Extract to read

%%

Taylor Swift seems to return to her country roots in this album. It has long since been tradition within the genre to use a narrative lyrical style. Swift utilises this skilfully throughout, but most evidently in ‘no body, no crime.’ The iconic Carrie Underwood song, ‘Before He Cheats’ immediately came to mind upon hearing it for the first time. Both songs defined by their catchy, country-pop sound, with a similar warning to any man thinking of committing infidelity… Although Underwood only damages a car, Swift takes revenge to a whole different level. (Spoiler: she kills him.) I was also reminded of Dolly Parton’s ‘Travelling Man.’ In both songs, the story progresses with each verse, although where Parton’s is more free-flowing lyrically, with a steady tune, Swift changes the story just by a subtle shift in pronouns – and, of course, both have a fun twist at the end.
This narrative style continues in the cyclical lyrics of ‘champagne problems’ and ‘tolerate it.’ The first-person narrative in ‘tolerate it’ gives the listener insight into their overlooked existence within their own home – ‘begging for footnotes in the story of [their lover’s] life.’ In starting and ending the song with ‘I sit and watch you,’ it makes it all the more poignant and relatable. Her storytelling can be seen throughout the sister albums, with Swift’s affinity for literary references found in almost every song, from The Great Gatsby to Peter Pan. The characters within evermore are intriguing – the rejected fiancé of ‘champagne problems’, the abandoned lover of ‘tis’ the damn season’ and the forbidden romance of ‘ivy’. This certainly aligns with the artistic direction of the music videos that accompany the album – the cinematic fairy tale aesthetic only enhancing the effect of ‘willow’.
I was consistently impressed by the way Swift’s delicate vocals were allowed to shine, against the stripped back, folk instrumentals. I particularly appreciated the use of airy harmonies in ‘ivy’, ‘champagne problems’ and ‘willow’ and the subtle, but complimentary, addition of Marcus Mumford in ‘cowboy like me.’ Whilst discussing this album I repeatedly referred to Swift as “The Queen of the Bridge” for this very reason, with the bridge catching your attention but also transitioning the listener smoothly.

%%

Dataset entries
%%

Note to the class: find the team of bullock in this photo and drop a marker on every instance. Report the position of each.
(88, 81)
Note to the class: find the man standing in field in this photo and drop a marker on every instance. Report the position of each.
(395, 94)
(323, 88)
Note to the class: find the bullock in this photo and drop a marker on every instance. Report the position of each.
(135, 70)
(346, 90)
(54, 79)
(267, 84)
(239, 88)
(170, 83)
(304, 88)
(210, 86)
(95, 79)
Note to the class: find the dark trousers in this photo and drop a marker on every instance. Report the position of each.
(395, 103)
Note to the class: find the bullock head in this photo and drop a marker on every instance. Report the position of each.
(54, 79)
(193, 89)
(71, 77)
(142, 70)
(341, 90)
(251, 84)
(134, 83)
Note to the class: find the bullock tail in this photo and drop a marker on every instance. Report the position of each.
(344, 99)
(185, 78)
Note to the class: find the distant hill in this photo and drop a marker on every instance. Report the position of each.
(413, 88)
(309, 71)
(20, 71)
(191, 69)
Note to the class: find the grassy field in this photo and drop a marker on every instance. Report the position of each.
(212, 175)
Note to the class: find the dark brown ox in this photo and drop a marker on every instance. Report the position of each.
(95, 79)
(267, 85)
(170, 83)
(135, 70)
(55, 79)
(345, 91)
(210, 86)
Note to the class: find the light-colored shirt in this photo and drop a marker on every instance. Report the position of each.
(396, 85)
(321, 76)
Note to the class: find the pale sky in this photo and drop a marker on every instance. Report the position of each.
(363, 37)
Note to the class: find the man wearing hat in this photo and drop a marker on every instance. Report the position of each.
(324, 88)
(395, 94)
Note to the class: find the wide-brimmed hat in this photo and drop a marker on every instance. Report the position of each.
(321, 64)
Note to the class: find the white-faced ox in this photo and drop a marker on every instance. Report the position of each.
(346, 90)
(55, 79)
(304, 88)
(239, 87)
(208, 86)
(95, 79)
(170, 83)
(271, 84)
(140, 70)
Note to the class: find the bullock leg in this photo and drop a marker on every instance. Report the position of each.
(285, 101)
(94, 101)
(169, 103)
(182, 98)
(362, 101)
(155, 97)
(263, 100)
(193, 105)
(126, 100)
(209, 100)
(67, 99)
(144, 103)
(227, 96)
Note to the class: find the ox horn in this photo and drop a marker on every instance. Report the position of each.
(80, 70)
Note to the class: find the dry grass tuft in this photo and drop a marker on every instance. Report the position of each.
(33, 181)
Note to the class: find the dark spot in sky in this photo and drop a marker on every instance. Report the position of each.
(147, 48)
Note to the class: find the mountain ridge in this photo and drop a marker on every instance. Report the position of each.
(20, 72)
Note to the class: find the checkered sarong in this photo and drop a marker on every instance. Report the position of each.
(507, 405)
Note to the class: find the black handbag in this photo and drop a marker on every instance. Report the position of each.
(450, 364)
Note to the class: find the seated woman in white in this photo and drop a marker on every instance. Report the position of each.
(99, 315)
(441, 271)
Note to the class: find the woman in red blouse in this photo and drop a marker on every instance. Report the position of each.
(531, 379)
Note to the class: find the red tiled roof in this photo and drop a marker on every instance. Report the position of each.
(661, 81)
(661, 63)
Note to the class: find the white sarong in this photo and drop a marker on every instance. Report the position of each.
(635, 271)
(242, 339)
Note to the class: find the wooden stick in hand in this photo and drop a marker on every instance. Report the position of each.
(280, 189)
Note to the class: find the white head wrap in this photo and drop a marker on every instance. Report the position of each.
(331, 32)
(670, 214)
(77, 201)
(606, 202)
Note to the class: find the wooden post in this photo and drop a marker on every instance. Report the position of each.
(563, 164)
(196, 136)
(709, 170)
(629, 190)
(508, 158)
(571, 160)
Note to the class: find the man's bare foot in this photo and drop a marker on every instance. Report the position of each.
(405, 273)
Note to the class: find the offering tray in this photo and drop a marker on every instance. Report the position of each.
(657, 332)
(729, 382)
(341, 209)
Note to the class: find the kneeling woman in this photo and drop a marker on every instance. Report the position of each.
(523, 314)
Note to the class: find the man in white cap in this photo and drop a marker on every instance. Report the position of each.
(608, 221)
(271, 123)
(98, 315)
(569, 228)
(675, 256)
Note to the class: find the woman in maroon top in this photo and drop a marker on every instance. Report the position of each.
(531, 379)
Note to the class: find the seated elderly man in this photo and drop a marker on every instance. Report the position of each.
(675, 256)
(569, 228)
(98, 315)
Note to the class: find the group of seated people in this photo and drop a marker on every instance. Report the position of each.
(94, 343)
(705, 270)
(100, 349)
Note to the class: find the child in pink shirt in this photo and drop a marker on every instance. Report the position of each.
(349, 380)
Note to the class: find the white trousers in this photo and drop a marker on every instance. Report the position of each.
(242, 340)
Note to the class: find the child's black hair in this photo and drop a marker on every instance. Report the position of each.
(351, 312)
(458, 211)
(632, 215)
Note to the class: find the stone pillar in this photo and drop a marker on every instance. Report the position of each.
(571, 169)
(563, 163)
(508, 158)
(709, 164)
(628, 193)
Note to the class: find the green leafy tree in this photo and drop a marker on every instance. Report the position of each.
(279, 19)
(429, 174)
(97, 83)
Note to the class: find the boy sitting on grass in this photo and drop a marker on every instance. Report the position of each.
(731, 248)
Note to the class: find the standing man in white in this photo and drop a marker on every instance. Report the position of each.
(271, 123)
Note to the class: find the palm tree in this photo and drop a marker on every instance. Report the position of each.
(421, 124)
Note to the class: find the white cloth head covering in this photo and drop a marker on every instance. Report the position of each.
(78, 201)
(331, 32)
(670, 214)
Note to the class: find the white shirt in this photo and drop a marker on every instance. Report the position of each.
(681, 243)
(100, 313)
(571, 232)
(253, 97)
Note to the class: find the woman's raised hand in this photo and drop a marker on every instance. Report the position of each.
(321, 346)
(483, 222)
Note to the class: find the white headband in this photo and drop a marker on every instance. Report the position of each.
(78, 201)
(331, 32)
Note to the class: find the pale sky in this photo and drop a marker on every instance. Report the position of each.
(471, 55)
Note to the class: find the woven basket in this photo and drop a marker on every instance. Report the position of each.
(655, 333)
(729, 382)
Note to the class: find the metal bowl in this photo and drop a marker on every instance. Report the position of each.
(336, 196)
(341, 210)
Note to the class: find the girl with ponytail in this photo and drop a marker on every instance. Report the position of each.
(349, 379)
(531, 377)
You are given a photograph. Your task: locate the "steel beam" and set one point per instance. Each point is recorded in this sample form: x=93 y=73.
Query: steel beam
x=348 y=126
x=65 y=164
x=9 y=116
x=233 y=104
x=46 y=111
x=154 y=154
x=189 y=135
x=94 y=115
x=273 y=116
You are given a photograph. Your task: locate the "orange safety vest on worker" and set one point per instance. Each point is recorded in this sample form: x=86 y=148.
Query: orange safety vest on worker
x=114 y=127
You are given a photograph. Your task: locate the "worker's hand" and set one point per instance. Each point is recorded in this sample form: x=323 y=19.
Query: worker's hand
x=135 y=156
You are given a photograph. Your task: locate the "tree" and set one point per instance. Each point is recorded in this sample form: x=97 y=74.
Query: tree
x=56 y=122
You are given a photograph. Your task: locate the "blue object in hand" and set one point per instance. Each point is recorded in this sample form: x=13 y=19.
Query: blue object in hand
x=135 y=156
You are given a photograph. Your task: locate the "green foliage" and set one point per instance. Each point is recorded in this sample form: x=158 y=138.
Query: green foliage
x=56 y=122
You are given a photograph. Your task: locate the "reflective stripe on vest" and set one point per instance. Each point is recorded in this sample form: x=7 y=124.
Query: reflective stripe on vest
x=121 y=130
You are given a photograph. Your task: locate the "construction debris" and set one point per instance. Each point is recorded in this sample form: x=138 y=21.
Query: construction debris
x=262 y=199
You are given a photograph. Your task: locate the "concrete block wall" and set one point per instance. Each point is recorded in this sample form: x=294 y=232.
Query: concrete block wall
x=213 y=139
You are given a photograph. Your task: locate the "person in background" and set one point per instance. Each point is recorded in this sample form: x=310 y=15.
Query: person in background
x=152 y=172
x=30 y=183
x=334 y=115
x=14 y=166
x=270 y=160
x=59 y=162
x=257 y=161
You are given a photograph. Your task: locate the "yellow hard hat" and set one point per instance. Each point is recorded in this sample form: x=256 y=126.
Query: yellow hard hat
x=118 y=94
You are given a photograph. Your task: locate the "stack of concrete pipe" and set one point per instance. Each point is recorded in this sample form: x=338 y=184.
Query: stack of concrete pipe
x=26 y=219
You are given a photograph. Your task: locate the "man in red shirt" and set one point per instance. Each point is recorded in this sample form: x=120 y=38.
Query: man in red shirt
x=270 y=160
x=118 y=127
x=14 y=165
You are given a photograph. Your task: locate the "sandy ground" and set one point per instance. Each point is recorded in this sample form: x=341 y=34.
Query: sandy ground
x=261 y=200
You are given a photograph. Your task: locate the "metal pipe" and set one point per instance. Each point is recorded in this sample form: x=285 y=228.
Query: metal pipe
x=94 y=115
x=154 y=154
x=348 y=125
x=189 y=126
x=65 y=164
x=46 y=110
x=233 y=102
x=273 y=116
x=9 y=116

%%

Requirement A
From the review, list each character that it calls intriguing within evermore, along with the song in which each appears.
Requirement B
According to the review, what makes ‘tolerate it’ especially poignant and relatable?

Exercise result A
- The rejected fiancé of ‘champagne problems’
- The abandoned lover of ‘tis’ the damn season’
- The forbidden romance of ‘ivy’

Exercise result B
The song both starts and ends with the line ‘I sit and watch you,’ which the review says makes it all the more poignant and relatable. Its first-person narrative also gives the listener insight into the speaker’s overlooked existence within their own home.